Work order:
Please give the listing underneath again, exactly as shown.
------ The data
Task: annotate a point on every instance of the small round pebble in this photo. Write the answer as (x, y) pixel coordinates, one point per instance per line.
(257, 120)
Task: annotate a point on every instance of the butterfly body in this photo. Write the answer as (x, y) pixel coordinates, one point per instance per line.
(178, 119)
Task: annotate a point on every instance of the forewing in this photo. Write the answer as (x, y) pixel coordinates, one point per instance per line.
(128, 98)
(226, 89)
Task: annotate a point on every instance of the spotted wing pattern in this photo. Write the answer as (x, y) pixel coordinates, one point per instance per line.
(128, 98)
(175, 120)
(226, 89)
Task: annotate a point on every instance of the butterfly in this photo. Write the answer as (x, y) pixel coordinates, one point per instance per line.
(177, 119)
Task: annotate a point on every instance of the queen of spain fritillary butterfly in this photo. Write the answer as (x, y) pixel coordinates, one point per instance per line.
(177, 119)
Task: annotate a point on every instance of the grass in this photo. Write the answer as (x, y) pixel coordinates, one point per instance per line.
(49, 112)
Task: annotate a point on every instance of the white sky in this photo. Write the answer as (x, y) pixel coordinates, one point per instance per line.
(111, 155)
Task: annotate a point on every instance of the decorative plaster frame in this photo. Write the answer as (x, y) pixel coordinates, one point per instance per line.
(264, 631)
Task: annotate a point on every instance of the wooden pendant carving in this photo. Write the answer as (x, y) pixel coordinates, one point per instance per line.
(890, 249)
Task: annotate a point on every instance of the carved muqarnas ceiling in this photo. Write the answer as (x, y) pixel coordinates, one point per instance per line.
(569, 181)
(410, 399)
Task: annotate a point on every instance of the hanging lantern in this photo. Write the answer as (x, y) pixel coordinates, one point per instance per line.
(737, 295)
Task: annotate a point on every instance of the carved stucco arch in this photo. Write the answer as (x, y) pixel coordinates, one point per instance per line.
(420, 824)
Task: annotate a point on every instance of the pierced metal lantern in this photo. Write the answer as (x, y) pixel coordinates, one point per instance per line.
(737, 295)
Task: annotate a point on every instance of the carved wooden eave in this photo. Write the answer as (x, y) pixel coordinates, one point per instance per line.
------------
Reply:
Task: annotate a point on every instance of the small round pebble in this photo. Write the answer as (x, y) pixel coordinates, one point per instance per line.
(257, 120)
Task: annotate a point on every instance of the butterfly body in this photo. Write the answer as (x, y) pixel coordinates, one point per instance per line.
(178, 119)
Task: annotate a point on every instance of the forewing in this photo. Write the answer as (x, y) pixel coordinates, one point per instance per line.
(128, 98)
(226, 89)
Task: annotate a point on every instance of the spotted wing pattern in this photo. Write the answer as (x, y) pixel coordinates, one point per instance per line.
(128, 98)
(175, 120)
(226, 89)
Task: annotate a point on every instance of the butterfly in this photo. Write the answer as (x, y) pixel coordinates, one point per instance per line.
(177, 119)
Task: annotate a point on every instance of the queen of spain fritillary butterfly in this photo. Write the answer as (x, y) pixel coordinates, one point per instance per line.
(177, 119)
Task: annotate a point on every instance of the grass in this photo. Write the answer as (x, y) pixel coordinates, one point per instance per line.
(49, 112)
Task: annotate a point on every instance of the white sky in this photo. Write the answer as (x, y) pixel coordinates, one point per instance per line.
(111, 155)
Task: annotate a point on every instance of the decorative plaster frame in this photo. Write the answer as (x, y) pixel coordinates, one point per instance per line.
(264, 631)
Task: annotate a point on every instance of the wooden pendant carving in this photo. Write the answer as (x, y) pixel coordinates, one point per instance per line.
(890, 249)
Task: annotate a point on every instance of the carved muqarnas ceiling in this photo. Write the answer as (x, y) pixel coordinates, one point per instance per line.
(569, 181)
(410, 399)
Task: annotate a point on every instance of the hanging lantern in this photo. Write the answer as (x, y) pixel coordinates, one point per instance per line.
(737, 295)
Task: annotate a point on every instance of the carved stucco arch in this photo. Write the answer as (x, y) pixel coordinates, one point per instance per line.
(420, 824)
Task: annotate a point on every instance of the pierced metal lantern in this photo. Write the answer as (x, y) pixel coordinates, one point per instance per line.
(737, 295)
Task: annotate a point on every instance of the carved wooden eave in this photo. Write the answer as (x, y) pixel coordinates, one point per instance per line.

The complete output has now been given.